## MATERIAL FOR THIS EXERCISE:

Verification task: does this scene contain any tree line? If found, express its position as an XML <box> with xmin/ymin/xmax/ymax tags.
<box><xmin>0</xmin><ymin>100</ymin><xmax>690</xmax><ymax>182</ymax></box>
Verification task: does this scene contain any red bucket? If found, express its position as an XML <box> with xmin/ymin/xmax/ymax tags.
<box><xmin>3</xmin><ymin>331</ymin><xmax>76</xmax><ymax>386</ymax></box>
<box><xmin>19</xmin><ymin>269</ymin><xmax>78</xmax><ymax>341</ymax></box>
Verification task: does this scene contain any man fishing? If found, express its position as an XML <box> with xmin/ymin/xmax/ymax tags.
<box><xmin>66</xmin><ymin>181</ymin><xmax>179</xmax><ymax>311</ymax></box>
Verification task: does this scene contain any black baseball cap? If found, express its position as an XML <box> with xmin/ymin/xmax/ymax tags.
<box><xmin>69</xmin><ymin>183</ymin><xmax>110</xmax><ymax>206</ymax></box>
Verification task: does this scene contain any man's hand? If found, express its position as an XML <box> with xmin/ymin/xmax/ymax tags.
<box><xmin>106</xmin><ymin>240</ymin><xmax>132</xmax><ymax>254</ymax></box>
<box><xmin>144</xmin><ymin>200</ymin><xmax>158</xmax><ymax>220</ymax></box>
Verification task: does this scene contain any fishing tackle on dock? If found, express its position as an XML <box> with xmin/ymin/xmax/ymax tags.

## WHAT YOU ARE ASKED TO DO:
Which lines in the entries above contain the string "fishing"? Pull out each one in full, treating uppercase and lowercase as different.

## FINISHED EXERCISE:
Verification task: does this scene contain any man fishing? If found, express its position as an XML <box> with xmin/ymin/xmax/ymax tags.
Verification task: does this scene contain any fishing tackle on dock? If found, express its position as an XML <box> with xmin/ymin/xmax/ymax tags.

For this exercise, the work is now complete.